■ **Study material**:
..........

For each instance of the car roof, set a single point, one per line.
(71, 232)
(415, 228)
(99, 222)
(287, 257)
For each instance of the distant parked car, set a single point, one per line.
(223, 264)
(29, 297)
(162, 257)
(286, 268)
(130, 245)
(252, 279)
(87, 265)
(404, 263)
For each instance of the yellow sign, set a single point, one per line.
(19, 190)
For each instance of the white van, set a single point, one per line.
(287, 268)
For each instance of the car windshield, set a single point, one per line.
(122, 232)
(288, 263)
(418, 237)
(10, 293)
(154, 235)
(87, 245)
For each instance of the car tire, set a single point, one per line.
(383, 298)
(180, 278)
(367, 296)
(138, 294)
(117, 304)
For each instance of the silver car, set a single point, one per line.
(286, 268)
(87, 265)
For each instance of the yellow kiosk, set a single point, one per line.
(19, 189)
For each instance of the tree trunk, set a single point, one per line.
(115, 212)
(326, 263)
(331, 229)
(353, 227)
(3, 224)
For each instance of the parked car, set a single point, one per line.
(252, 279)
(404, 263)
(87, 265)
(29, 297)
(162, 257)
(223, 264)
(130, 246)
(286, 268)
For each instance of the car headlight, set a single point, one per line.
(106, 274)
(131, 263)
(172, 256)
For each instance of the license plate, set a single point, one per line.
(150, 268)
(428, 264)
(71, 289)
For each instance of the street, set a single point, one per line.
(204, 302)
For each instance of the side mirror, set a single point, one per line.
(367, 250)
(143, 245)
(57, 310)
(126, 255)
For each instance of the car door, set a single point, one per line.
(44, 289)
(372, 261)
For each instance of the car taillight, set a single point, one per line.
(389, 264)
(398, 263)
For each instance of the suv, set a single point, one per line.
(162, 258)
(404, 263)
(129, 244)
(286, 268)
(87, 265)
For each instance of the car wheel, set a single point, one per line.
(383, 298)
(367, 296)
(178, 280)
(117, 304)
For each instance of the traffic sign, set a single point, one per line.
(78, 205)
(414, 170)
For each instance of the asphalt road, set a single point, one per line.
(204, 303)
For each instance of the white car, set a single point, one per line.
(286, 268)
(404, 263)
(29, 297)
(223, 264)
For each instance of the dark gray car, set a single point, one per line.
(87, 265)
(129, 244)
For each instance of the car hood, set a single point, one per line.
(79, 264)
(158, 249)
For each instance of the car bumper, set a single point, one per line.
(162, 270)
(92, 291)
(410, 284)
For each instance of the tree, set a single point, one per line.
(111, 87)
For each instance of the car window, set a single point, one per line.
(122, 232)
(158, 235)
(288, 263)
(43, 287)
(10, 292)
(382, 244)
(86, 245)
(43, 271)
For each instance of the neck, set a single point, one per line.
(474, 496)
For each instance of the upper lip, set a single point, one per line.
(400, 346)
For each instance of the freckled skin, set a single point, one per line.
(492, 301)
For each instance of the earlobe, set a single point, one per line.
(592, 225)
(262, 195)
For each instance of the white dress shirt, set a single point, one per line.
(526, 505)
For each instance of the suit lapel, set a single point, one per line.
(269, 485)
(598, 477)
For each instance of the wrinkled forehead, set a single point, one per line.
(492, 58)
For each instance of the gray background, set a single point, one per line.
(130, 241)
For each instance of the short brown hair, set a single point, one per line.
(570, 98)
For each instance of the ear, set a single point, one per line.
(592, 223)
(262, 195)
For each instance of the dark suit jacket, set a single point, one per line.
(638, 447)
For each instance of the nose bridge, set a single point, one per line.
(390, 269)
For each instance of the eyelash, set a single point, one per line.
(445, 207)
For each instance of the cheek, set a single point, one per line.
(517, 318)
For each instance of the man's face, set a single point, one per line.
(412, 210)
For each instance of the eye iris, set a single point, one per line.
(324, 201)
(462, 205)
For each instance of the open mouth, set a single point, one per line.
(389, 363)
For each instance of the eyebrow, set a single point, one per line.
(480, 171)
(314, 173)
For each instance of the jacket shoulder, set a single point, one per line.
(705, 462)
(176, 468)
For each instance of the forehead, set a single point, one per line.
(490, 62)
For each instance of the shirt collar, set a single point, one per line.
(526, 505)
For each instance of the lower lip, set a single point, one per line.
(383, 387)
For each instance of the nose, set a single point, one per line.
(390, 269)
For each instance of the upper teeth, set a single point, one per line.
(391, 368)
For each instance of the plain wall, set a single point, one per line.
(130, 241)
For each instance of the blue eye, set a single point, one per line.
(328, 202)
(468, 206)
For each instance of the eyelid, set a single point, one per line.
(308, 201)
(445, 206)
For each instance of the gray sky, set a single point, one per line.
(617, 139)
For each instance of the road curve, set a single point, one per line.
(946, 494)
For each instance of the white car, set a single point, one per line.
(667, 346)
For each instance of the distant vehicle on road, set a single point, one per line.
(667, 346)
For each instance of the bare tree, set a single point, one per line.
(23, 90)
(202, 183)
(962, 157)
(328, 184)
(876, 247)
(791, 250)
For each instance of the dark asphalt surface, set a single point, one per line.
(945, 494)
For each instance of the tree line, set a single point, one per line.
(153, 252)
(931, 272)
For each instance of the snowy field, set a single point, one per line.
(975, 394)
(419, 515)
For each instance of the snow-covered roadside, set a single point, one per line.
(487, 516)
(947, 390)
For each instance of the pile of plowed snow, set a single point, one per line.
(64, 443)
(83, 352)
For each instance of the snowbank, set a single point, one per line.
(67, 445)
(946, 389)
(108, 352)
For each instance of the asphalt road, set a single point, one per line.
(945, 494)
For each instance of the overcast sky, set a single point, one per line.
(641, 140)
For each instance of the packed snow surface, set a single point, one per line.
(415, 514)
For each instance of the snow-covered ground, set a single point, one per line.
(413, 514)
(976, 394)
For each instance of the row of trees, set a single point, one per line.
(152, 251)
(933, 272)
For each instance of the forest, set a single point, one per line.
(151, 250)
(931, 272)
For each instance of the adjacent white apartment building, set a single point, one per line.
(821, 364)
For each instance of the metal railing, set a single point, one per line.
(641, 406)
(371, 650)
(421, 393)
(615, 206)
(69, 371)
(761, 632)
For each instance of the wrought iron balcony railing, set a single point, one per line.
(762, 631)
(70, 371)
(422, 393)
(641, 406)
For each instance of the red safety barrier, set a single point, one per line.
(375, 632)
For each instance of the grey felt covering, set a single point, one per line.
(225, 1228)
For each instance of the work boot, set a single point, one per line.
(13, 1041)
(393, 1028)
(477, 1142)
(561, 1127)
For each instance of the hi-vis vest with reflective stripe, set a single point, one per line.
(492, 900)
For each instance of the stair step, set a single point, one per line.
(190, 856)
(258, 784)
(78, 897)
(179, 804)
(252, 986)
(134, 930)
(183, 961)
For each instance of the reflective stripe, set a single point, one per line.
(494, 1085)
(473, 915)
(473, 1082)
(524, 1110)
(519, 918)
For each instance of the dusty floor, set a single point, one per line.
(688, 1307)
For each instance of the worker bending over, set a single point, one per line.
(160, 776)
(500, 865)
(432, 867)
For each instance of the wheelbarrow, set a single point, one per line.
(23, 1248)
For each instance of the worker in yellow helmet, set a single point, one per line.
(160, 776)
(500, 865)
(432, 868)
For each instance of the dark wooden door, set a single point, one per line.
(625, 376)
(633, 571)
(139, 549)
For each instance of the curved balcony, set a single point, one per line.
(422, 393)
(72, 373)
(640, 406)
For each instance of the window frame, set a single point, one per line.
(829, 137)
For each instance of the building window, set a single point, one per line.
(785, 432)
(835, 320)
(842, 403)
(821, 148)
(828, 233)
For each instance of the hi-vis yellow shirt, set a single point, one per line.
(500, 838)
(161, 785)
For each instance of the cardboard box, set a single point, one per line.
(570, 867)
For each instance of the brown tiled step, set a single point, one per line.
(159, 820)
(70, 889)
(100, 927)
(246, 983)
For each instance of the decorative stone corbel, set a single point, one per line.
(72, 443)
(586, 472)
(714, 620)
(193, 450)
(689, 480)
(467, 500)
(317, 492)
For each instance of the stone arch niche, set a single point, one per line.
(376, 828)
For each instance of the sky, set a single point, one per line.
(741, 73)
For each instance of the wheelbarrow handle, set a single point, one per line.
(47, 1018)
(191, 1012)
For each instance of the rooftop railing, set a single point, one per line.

..........

■ **Task details**:
Only these lines should appear in the reply: the one containing "For each instance of the curved", the last line of the data, and all lines between them, each copied exactly.

■ **Solution**:
For each instance of the curved balcony, set a single point, one per line.
(422, 393)
(72, 373)
(640, 406)
For each instance of the window frame, set a single point, one per line.
(829, 137)
For each instance of the building window, set a single point, one per line.
(785, 432)
(835, 320)
(842, 403)
(821, 148)
(828, 233)
For each instance of the hi-vis yellow shirt, set a single point, one per line.
(500, 838)
(161, 785)
For each instance of the cardboard box, set a single point, one per line.
(570, 867)
For each instance of the brown tiled step, set a single point, one per line.
(159, 820)
(70, 889)
(100, 927)
(246, 983)
For each instance of the decorative stone corbel, set a single point, one per line.
(72, 443)
(586, 472)
(714, 620)
(193, 450)
(689, 480)
(467, 500)
(317, 492)
For each instance of the stone arch niche, set a single point, one per line.
(376, 828)
For each instance of the sky, set a single point, one per line.
(741, 73)
For each instance of the wheelbarrow handle, set a single point, one per line.
(47, 1018)
(191, 1012)
For each instance of the rooftop railing, set a single point, one per line.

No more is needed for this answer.